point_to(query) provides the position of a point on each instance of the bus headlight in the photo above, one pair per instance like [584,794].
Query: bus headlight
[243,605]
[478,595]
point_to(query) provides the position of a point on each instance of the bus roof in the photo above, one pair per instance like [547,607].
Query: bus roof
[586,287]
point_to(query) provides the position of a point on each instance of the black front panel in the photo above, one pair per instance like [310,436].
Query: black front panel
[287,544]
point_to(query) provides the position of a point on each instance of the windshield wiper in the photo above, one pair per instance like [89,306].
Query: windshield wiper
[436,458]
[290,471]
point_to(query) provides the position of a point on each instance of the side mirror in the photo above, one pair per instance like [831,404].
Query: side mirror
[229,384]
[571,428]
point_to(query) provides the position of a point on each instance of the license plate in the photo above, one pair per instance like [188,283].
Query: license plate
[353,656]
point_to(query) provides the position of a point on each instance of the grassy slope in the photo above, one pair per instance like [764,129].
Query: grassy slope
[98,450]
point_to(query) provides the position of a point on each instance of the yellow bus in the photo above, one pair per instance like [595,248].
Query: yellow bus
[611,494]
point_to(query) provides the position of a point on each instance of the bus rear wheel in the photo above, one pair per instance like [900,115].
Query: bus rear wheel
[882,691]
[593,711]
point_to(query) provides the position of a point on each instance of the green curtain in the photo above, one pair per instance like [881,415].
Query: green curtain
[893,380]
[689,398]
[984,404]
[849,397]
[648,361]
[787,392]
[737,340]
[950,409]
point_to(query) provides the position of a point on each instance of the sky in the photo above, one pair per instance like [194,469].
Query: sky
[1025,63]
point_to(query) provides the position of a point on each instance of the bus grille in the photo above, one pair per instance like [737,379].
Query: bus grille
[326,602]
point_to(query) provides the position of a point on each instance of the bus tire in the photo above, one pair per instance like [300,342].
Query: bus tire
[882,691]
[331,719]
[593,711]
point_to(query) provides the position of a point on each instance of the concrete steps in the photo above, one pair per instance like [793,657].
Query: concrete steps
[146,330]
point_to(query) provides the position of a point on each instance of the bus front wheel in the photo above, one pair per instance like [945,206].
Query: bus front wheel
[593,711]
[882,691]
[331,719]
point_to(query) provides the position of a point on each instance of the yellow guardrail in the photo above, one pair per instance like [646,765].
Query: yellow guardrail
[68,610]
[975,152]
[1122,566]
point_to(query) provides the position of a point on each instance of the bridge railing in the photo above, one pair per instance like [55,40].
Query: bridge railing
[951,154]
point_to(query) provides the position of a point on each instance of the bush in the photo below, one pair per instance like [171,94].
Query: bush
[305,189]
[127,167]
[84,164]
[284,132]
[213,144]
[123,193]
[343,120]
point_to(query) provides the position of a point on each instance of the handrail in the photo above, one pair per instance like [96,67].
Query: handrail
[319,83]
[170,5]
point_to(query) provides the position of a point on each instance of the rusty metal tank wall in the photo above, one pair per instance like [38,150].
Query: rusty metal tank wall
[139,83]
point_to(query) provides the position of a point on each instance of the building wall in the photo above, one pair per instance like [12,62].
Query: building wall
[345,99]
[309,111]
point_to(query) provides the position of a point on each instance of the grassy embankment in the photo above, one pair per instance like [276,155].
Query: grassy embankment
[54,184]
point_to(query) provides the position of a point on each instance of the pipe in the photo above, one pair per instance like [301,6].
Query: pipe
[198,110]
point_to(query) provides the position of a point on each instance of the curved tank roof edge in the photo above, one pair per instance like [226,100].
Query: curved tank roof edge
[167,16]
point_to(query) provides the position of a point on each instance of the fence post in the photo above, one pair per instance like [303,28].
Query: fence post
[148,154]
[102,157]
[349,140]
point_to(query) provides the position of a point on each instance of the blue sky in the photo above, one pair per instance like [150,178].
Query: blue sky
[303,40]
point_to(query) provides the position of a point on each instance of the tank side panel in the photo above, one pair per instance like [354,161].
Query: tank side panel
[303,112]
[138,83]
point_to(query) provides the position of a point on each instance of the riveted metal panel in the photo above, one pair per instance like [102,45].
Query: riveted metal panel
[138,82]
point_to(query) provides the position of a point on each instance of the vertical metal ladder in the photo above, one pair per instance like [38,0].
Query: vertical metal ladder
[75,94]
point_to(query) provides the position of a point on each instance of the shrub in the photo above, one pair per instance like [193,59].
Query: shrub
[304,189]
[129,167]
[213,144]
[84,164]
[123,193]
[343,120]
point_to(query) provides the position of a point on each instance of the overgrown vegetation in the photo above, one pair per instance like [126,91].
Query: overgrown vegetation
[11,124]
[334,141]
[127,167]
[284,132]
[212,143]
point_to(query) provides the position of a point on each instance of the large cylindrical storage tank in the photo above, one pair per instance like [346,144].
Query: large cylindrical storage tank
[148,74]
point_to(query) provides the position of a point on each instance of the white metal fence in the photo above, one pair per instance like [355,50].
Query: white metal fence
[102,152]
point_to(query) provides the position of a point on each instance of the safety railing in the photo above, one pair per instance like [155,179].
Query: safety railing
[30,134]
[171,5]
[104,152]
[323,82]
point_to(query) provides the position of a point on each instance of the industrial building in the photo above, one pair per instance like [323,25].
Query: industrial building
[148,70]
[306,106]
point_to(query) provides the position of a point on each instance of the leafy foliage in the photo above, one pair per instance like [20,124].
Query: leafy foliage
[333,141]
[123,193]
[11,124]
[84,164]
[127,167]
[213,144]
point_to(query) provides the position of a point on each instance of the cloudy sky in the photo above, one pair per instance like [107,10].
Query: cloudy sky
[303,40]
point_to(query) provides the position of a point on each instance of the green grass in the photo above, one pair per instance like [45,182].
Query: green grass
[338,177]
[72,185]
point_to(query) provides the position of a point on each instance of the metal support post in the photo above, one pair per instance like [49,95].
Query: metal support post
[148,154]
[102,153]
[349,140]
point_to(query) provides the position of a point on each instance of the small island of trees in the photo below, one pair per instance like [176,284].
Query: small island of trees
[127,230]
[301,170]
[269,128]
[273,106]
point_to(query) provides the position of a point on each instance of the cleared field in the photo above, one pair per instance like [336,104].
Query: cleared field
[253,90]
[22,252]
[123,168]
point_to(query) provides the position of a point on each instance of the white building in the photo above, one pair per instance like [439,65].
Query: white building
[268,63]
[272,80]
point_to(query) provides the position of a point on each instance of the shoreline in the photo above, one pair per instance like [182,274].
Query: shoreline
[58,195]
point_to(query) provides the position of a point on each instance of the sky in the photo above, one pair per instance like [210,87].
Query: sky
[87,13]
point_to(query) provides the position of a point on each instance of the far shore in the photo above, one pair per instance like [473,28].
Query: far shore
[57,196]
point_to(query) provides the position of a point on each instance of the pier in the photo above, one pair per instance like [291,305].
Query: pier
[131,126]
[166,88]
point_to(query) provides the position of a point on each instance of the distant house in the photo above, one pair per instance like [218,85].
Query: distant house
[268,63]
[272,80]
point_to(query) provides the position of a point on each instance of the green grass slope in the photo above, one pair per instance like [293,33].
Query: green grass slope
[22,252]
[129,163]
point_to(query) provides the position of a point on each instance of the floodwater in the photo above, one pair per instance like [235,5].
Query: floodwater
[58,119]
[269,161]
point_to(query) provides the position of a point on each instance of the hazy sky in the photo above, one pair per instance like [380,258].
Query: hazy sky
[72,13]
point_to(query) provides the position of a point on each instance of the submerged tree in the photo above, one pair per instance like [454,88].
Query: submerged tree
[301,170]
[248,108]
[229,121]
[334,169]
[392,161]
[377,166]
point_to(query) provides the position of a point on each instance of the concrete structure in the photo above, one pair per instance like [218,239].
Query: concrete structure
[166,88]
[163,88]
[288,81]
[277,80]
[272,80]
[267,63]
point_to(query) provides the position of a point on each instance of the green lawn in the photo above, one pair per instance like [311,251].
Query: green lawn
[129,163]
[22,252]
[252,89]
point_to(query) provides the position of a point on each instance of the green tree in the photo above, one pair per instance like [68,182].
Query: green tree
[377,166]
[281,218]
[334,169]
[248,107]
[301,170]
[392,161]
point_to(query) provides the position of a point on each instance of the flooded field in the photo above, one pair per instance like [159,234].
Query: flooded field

[Objective]
Starting with the line that contains "instance like [210,87].", print each line through the last one in the listing. Include both end lines and add nothing.

[Exercise response]
point_to(query) provides the position of a point on each instance of the sky in the photo above, one pair per instance like [210,87].
Query: sky
[87,13]
point_to(query) provides the position of a point on each instance of the far shore in the photo above, one pair per instance like [473,28].
Query: far shore
[57,196]
point_to(query) provides the position of a point on each instance of the pier in the photo above, one pair per instance like [291,305].
Query: pier
[131,126]
[166,88]
point_to(query) provides the position of a point on each instance of the distant house in the photo above, one pair per instance like [218,85].
Query: distant house
[268,63]
[272,80]
point_to(query) provides the position of a point on each instance of the green grass slope in the photo above, one pair per instance like [293,33].
Query: green grass slope
[22,252]
[129,163]
point_to(query) provides the position of a point on each instance of the floodwater in the photo above, one pair per instance like [235,5].
Query: floodwater
[58,119]
[269,161]
point_to(query) provides the position of a point on each instance of the hazy sky in the photo above, one pair per instance like [380,258].
Query: hazy sky
[72,13]
point_to(query) provides the position of a point on each instance of the submerged tree in the photo above, one pair per instance like [454,88].
Query: submerged tree
[301,170]
[248,108]
[229,121]
[334,169]
[392,161]
[377,166]
point_to(query) provides the position of a point on each instance of the concrete structure in the photo above, one pair per instance like [218,239].
Query: concrete structure
[166,88]
[163,88]
[288,81]
[277,80]
[272,80]
[267,63]
point_to(query) provides the position of a point on each instance of the green lawn in the photo above, one pair per instance like [311,251].
Query: green lawn
[129,163]
[22,252]
[252,89]
point_to(query) provides the position of a point on each instance of the green tree in the photo above, one pair per instance like [68,182].
Query: green tree
[377,166]
[281,218]
[334,169]
[248,107]
[301,170]
[392,161]
point_to(query) provides the position of a point on each instance of the flooded field in the photo above, one pair per instance like [159,234].
Query: flooded field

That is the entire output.